### INSTRUCTIONS TO FOLLOW
An exact reproduction of all the data is needed, with no images in it.

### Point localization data
━━━━━━━━━━━━━━━━━━━━━━━━━━━━━━
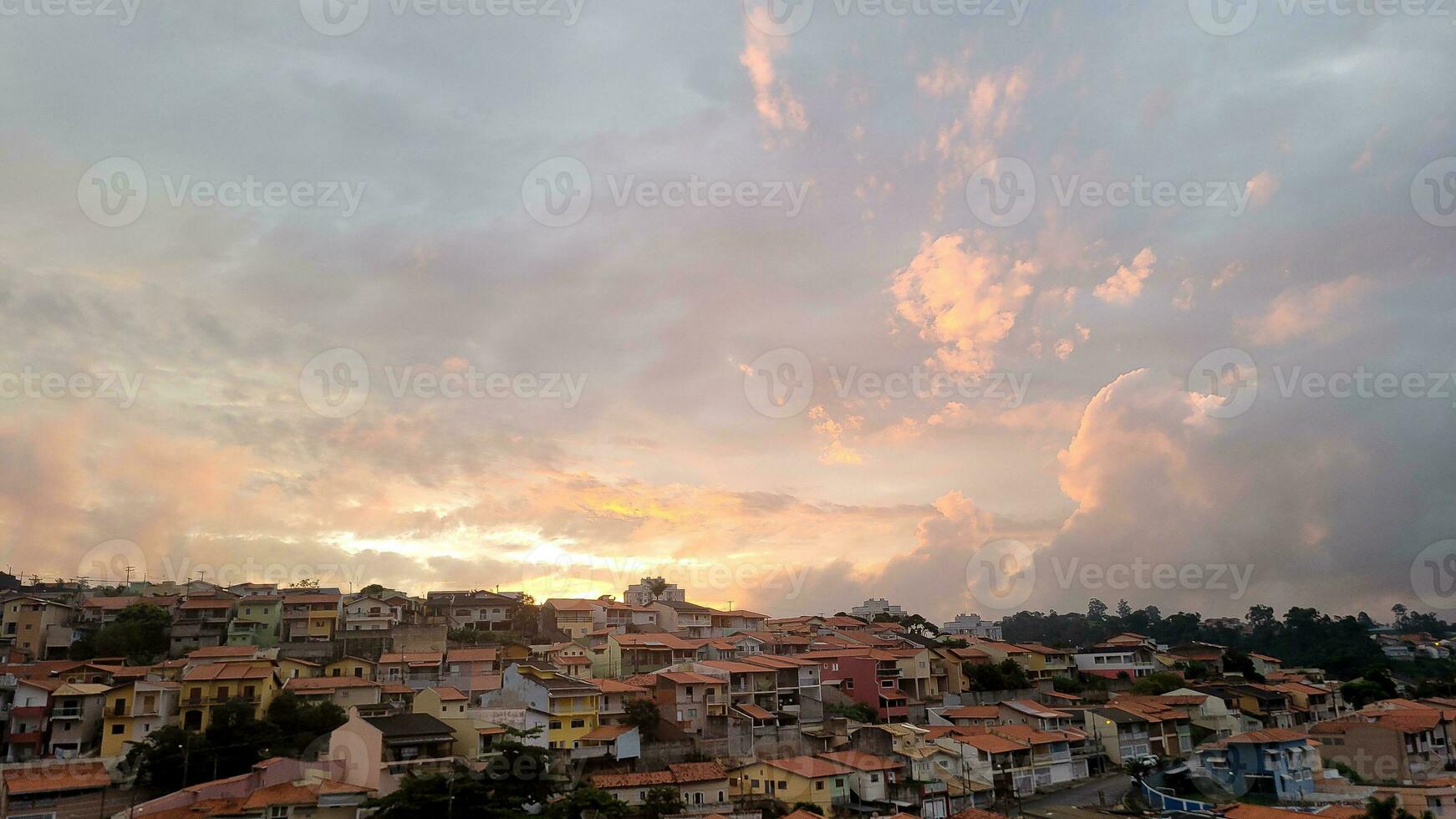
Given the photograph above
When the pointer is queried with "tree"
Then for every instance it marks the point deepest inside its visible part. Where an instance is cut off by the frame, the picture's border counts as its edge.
(302, 723)
(661, 801)
(139, 633)
(1391, 807)
(644, 716)
(587, 801)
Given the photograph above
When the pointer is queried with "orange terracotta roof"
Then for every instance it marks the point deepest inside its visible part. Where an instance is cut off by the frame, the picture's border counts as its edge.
(808, 767)
(863, 761)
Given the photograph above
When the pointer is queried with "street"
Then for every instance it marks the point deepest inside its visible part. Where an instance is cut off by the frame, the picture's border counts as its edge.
(1083, 793)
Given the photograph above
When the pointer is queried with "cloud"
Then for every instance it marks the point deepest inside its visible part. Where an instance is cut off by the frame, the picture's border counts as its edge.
(1126, 284)
(1299, 312)
(1261, 188)
(963, 300)
(776, 104)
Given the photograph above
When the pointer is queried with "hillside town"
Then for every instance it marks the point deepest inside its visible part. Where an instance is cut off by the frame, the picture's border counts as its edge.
(188, 700)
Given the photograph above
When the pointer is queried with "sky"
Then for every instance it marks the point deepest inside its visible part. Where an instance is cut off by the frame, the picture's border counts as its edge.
(969, 304)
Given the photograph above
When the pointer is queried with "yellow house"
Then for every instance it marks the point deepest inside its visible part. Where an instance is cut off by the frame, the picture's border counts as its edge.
(135, 710)
(210, 685)
(797, 779)
(351, 667)
(571, 705)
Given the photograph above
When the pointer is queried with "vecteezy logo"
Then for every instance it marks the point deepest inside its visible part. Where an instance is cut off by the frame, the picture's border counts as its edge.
(1433, 192)
(1002, 192)
(779, 383)
(1433, 575)
(1228, 379)
(1002, 573)
(558, 192)
(335, 383)
(113, 562)
(1224, 18)
(113, 192)
(333, 18)
(778, 18)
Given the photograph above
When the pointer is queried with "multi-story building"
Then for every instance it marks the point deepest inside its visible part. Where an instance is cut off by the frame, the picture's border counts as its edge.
(643, 594)
(571, 617)
(1273, 764)
(35, 626)
(871, 677)
(571, 705)
(29, 720)
(685, 617)
(257, 622)
(207, 687)
(310, 617)
(614, 697)
(792, 780)
(696, 703)
(971, 626)
(367, 614)
(76, 715)
(135, 710)
(201, 622)
(415, 669)
(874, 607)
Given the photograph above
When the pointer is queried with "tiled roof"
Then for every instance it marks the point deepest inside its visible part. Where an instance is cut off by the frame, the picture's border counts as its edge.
(861, 761)
(54, 776)
(808, 767)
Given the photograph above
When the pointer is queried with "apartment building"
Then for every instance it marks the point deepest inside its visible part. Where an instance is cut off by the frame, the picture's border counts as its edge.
(135, 710)
(207, 687)
(310, 617)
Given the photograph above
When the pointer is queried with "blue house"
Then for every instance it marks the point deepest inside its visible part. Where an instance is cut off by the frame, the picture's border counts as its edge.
(1275, 762)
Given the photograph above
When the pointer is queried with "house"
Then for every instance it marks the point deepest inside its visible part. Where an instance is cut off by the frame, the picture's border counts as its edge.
(207, 687)
(76, 718)
(1387, 745)
(349, 665)
(869, 677)
(971, 626)
(569, 705)
(1130, 655)
(685, 617)
(369, 614)
(343, 691)
(1273, 762)
(641, 654)
(35, 626)
(702, 786)
(792, 780)
(571, 617)
(257, 622)
(643, 593)
(481, 610)
(29, 719)
(692, 700)
(871, 777)
(57, 791)
(274, 789)
(135, 710)
(201, 620)
(415, 669)
(310, 617)
(614, 695)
━━━━━━━━━━━━━━━━━━━━━━━━━━━━━━
### OUTPUT OF THE EXERCISE
Given the photograph above
When the pointer is queried with "tree"
Then for every instance it marks the point deepest inside its visible part. Where an instance is cut off by the frame, the picture's border counts as its edge.
(302, 723)
(661, 801)
(139, 633)
(1391, 807)
(644, 716)
(587, 801)
Given the photograph above
When the pointer is queried with "orange terracotta roof"
Then for every instance it marks the point deepest inside its visible part. Where an instance is cut off by the frame, the picture's border counts as its edge.
(808, 767)
(863, 761)
Given the photograph above
When the pointer is queried with "street"
Then for every instance it marks the point deepest inside its visible part. Where an instance is cut off by the frame, the picture's border counts as its edge.
(1083, 793)
Given the photograph above
When the pointer is queried with "cloud"
Then for every instance it marks the point deepest inside its visible part. Where an instance is cut off by the frame, the picture's border counts as its edge.
(1126, 284)
(1299, 312)
(1261, 188)
(963, 300)
(776, 104)
Given the photograph above
When the pointer is queried with "hillside town"
Then for every instance it marks the point deepest inside its visible part. Where an instance is cut off by the frame, the picture's border counts as its edge.
(188, 700)
Given the photograph above
When the pointer is queried with "sky"
Then for every instance it marks the point deepest inside its visible part. Where an instance is cut off by the frame, the picture's border counts as its edge.
(969, 304)
Given the photograph above
When the pointer is queried with "yellow house"
Then for every instance it marks the point deepest inside its visible part. Where an instance is cut off by the frame, the picture's border counts as its edge.
(135, 710)
(210, 685)
(797, 779)
(351, 667)
(571, 705)
Given the photograph above
When the pointer is queried with "vecteezy logo"
Then for every instance it marks the point deepest inside its visible part. Where an instance is cut off by the frame, the picture's border counts as its edge.
(1433, 192)
(1002, 192)
(779, 383)
(1433, 575)
(1228, 379)
(1002, 573)
(558, 192)
(335, 383)
(113, 562)
(1224, 18)
(113, 192)
(333, 18)
(778, 18)
Given the photograph above
When the pointer is queried with "multi-story building"
Then for every instance it marks the point deepest inside its visible part. Where an instance is cut off by the frame, the picture's border counts as its edge.
(643, 594)
(571, 617)
(1273, 764)
(35, 626)
(871, 677)
(571, 705)
(29, 720)
(685, 617)
(257, 622)
(207, 687)
(310, 617)
(614, 697)
(792, 780)
(696, 703)
(971, 626)
(367, 614)
(76, 715)
(135, 710)
(201, 622)
(415, 669)
(874, 607)
Given the photograph above
When the pointer is queried with "tiled roof"
Then for every instance it marks the point deepest inside its visible part. Where an instance is cut off by the frame, the picture's border counts as its edge.
(861, 761)
(54, 776)
(808, 767)
Given the photograph above
When the pointer is queried with "apartment building"
Then for every instance it marks the point deepest inside its visible part. Where an instance is cut off by the frame, the picture's border counts as its edge.
(135, 710)
(207, 687)
(310, 617)
Given the photograph above
When the pointer is queried with "blue house"
Then for every instance it marks the point deepest inside its visible part. Where an instance is cut off by the frame, the picture's border counts as its edge.
(1275, 762)
Given the photograph above
When the pointer is queried with "house"
Then for every instance it marks the point deepest inside its visible part. Where an instance is cut off by the frame, the picture's border counts as its edge.
(207, 687)
(76, 718)
(1387, 745)
(349, 665)
(869, 677)
(971, 626)
(569, 705)
(1130, 655)
(685, 617)
(369, 614)
(343, 691)
(1273, 762)
(641, 654)
(35, 626)
(702, 786)
(792, 780)
(571, 617)
(257, 622)
(643, 593)
(481, 610)
(29, 719)
(692, 700)
(871, 777)
(57, 791)
(274, 789)
(135, 710)
(201, 620)
(415, 669)
(310, 617)
(614, 695)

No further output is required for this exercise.